▶ [Task]: Copy each line below in which the string "clicks" occurs.

══ Materials provided

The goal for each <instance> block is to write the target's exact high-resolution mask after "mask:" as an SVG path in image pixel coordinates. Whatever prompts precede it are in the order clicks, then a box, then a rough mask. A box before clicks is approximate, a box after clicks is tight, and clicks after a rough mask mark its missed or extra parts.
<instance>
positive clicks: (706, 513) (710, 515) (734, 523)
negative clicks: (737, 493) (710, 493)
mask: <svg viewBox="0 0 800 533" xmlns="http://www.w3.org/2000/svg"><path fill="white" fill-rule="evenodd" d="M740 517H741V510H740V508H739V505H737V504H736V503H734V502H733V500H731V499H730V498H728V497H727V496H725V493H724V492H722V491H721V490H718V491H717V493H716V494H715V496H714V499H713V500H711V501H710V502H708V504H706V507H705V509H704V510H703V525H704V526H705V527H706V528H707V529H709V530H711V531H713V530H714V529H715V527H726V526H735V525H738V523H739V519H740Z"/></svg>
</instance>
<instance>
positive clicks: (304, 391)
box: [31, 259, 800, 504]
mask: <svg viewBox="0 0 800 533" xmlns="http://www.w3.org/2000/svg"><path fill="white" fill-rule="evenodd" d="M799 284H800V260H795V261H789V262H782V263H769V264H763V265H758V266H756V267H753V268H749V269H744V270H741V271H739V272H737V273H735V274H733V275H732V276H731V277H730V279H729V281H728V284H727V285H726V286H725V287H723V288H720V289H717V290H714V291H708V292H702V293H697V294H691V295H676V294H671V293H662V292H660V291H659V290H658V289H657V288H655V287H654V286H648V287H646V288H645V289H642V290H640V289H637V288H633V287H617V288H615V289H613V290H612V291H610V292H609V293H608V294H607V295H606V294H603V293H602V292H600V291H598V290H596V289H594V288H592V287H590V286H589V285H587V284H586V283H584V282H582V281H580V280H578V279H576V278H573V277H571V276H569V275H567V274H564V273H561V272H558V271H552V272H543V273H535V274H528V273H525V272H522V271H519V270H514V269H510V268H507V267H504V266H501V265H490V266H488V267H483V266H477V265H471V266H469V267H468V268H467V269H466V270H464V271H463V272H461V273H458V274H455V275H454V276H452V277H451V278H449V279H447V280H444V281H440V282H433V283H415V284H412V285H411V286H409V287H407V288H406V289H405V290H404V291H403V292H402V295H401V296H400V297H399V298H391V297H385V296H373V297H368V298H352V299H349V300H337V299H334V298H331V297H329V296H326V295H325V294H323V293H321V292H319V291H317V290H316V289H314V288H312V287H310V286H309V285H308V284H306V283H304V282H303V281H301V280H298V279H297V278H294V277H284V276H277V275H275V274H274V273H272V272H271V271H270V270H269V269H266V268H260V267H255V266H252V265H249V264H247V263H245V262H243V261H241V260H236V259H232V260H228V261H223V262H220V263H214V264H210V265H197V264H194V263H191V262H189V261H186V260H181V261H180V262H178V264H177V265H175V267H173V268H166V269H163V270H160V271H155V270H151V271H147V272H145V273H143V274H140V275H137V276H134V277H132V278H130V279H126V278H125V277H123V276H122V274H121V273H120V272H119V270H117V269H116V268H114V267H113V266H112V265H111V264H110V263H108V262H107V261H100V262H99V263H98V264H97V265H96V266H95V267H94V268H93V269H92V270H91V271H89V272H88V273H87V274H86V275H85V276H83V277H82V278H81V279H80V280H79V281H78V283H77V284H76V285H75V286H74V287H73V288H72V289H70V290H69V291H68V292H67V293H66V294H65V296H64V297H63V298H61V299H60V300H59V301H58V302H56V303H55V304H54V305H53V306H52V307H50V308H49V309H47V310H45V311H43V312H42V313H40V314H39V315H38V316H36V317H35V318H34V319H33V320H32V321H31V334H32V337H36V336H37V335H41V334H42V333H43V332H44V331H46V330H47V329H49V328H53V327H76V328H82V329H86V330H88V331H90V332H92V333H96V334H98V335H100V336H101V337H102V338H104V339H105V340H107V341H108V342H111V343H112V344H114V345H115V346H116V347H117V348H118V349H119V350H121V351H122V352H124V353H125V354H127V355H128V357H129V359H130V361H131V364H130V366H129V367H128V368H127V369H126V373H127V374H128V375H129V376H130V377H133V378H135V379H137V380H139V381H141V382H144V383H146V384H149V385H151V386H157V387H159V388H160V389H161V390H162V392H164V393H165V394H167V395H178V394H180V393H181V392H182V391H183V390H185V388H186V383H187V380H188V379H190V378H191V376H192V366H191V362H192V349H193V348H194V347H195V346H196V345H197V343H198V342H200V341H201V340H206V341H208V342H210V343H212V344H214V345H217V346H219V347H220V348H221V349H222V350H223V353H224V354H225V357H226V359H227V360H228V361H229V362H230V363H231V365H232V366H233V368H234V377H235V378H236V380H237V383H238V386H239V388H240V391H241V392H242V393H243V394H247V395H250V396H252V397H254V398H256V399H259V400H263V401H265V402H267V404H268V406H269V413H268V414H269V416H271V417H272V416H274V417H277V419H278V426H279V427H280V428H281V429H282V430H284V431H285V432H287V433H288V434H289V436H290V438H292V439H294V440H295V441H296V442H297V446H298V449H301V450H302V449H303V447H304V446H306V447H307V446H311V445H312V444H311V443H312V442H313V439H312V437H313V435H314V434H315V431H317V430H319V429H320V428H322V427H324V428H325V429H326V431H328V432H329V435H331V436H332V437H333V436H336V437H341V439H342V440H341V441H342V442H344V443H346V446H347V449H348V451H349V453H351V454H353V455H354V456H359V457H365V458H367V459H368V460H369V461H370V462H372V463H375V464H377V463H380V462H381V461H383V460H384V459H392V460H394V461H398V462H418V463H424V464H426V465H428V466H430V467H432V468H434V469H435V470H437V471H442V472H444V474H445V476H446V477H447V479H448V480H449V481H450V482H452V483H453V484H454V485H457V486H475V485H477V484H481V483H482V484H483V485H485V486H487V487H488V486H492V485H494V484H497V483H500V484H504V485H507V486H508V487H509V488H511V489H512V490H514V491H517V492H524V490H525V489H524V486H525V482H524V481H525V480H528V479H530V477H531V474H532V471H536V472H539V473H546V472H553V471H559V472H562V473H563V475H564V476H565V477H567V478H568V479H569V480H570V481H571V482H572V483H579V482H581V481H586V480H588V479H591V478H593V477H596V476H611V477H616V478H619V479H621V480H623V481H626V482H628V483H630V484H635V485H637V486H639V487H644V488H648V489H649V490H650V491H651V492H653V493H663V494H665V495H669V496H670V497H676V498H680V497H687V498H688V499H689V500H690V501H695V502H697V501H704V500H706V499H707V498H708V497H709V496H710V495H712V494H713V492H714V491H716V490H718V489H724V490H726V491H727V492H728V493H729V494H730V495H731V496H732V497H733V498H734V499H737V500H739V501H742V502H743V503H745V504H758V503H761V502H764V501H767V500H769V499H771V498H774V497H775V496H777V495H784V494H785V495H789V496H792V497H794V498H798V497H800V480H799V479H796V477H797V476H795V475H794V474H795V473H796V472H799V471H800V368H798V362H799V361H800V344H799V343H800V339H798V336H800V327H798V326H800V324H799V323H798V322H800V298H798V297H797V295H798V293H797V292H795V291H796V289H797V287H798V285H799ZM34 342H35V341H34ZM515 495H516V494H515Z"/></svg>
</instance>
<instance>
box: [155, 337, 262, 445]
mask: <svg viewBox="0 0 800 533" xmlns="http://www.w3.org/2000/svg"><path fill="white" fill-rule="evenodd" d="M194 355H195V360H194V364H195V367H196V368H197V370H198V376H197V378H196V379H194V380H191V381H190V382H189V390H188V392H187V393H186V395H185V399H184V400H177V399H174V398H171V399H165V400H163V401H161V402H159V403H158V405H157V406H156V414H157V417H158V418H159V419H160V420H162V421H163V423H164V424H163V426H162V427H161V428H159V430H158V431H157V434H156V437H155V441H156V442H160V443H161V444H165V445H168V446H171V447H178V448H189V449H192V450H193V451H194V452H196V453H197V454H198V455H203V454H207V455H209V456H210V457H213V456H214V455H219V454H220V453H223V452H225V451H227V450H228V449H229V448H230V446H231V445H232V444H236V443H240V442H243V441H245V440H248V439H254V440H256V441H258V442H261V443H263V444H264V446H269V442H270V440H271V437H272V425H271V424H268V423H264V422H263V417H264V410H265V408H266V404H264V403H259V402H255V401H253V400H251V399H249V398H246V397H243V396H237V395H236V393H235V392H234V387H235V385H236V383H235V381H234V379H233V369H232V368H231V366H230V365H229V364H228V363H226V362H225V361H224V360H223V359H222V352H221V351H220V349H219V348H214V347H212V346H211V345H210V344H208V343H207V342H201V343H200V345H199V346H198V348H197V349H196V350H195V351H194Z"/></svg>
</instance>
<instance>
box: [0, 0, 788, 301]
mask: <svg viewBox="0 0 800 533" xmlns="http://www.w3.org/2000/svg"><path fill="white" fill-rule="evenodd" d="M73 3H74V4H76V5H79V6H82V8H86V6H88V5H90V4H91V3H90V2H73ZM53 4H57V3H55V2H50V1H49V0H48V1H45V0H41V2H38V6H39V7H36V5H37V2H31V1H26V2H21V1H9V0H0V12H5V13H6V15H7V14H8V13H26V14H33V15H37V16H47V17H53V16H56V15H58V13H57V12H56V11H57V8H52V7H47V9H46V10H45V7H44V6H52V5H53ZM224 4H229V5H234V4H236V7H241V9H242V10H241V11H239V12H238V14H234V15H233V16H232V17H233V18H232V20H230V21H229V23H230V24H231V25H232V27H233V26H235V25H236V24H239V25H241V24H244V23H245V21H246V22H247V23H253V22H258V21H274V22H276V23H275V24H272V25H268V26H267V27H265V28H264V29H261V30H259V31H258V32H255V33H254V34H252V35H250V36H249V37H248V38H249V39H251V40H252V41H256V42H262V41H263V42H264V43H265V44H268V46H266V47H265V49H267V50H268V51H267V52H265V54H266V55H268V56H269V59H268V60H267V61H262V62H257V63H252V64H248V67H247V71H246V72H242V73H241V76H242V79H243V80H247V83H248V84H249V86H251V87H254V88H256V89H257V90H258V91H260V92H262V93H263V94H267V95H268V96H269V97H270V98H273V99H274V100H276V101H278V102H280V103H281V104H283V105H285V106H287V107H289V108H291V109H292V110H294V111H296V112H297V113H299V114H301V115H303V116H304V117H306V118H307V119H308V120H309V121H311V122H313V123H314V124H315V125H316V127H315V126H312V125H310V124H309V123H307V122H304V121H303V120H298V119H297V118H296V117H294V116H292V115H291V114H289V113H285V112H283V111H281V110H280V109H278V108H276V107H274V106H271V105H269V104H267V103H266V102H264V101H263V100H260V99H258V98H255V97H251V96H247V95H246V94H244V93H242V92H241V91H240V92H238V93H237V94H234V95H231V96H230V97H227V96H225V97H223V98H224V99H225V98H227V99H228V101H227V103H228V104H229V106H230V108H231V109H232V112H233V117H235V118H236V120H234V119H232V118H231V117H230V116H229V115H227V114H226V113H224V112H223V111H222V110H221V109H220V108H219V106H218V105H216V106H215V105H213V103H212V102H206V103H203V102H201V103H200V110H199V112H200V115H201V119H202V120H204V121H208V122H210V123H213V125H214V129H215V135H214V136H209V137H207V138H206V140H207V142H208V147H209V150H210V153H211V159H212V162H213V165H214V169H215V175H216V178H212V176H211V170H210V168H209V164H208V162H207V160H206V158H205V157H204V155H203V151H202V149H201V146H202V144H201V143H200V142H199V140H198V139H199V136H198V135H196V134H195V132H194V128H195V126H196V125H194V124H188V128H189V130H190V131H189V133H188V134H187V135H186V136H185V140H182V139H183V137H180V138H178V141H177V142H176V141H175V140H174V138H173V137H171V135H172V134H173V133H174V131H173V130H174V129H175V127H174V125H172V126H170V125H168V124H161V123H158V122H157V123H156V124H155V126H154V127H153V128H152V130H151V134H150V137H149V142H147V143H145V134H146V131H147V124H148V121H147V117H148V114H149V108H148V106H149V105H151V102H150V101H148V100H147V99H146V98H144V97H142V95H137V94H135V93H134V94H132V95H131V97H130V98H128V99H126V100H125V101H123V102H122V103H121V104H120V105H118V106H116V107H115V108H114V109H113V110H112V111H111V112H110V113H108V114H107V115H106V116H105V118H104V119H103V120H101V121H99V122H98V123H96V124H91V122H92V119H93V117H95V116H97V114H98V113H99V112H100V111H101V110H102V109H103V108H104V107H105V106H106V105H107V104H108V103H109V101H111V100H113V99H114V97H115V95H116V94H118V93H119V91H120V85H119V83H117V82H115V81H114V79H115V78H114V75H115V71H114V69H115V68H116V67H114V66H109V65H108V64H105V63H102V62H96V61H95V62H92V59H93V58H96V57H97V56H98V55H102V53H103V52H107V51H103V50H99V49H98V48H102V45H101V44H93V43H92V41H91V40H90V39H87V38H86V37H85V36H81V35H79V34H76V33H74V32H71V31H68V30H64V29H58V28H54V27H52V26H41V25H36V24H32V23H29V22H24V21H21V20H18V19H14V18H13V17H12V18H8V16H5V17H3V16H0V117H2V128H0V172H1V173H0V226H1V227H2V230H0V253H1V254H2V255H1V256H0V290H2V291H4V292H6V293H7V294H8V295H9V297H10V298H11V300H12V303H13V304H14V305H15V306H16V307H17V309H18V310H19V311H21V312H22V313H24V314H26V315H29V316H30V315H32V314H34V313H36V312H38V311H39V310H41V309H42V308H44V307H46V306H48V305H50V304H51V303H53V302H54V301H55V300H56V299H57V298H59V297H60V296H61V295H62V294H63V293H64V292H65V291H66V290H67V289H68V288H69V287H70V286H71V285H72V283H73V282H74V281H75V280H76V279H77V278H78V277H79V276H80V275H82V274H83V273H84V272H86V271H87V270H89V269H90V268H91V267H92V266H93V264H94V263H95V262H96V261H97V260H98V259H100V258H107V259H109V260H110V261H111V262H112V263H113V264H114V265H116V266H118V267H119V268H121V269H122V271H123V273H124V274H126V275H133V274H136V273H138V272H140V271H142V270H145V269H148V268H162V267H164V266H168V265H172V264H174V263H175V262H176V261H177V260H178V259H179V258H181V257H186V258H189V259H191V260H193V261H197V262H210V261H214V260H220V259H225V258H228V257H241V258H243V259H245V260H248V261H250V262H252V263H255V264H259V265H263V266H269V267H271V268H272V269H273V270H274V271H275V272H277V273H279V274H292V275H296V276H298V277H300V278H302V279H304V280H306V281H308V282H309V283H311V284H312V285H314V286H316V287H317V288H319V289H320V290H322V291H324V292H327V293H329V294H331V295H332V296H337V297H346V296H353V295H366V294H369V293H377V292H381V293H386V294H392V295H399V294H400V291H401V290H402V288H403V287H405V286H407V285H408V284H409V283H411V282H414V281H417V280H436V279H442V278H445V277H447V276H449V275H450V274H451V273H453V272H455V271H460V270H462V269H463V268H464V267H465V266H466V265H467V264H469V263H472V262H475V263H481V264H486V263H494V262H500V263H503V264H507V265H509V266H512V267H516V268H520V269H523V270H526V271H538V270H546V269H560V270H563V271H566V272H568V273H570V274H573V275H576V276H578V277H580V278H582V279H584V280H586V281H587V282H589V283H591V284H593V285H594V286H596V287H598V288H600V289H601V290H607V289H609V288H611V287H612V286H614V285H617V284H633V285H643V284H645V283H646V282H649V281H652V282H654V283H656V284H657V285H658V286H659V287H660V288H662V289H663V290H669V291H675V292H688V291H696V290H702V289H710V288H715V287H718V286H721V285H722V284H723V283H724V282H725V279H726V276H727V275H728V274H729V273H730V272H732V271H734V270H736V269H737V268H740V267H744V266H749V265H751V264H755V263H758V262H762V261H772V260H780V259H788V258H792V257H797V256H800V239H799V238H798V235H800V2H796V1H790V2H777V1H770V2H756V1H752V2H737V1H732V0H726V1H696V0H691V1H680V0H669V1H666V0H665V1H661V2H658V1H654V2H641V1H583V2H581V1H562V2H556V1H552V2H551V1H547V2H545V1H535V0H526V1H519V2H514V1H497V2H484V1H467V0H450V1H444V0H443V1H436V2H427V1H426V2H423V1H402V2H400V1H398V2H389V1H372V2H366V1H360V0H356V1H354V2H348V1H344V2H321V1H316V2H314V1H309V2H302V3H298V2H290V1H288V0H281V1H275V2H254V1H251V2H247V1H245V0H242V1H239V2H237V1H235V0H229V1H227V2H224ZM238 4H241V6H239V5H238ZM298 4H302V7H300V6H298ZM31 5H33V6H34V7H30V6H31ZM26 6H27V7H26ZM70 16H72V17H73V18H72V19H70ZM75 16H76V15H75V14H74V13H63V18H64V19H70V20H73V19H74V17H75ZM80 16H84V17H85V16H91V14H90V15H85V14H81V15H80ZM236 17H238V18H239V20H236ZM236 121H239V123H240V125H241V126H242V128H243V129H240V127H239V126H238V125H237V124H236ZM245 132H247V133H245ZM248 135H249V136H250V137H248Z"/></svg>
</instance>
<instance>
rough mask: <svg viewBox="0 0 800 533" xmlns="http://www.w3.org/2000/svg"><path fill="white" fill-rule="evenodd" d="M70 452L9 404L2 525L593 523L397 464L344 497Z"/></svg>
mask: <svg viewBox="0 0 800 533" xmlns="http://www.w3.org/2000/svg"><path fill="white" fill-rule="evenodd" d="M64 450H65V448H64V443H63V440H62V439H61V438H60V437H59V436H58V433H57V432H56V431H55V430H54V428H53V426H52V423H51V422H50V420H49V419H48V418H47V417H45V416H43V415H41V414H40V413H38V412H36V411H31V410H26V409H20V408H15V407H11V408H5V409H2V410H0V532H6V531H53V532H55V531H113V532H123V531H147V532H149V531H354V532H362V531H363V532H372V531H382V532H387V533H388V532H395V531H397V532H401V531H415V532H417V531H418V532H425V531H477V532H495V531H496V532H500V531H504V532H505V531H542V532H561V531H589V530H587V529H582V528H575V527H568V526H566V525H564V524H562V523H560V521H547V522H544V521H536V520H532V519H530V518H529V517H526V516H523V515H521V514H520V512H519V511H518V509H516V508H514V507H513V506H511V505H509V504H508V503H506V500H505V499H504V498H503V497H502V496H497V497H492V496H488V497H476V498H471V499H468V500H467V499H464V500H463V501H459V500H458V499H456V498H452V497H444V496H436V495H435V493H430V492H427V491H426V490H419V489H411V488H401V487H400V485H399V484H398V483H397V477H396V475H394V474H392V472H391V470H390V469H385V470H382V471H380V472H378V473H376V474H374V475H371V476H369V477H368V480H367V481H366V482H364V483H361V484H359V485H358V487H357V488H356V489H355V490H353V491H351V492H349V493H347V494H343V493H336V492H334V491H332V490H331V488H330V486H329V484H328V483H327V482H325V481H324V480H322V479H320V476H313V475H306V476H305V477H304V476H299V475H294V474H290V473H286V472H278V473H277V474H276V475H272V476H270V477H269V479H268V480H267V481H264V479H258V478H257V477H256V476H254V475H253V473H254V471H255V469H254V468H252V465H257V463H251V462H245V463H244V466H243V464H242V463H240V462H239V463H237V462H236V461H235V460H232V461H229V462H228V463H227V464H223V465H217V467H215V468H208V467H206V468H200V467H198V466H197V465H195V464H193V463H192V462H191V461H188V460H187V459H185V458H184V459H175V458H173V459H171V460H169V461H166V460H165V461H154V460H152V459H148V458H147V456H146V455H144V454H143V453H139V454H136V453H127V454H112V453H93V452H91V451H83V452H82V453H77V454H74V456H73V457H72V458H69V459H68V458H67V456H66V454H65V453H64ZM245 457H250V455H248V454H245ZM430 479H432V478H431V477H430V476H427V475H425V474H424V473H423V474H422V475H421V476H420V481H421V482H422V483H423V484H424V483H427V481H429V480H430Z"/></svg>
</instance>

════

▶ [Task output]:
The goal for each <instance> block is to write the target's exact high-resolution mask after "mask:" as an SVG path in image pixel coordinates. Whatever prompts precede it are in the order clicks, then a box, then a rough mask. A box before clicks is approximate, a box after clicks is tight, and clicks after a rough mask mark its missed or extra parts.
positive clicks: (706, 513) (710, 515) (734, 523)
negative clicks: (737, 493) (710, 493)
positive clicks: (304, 391)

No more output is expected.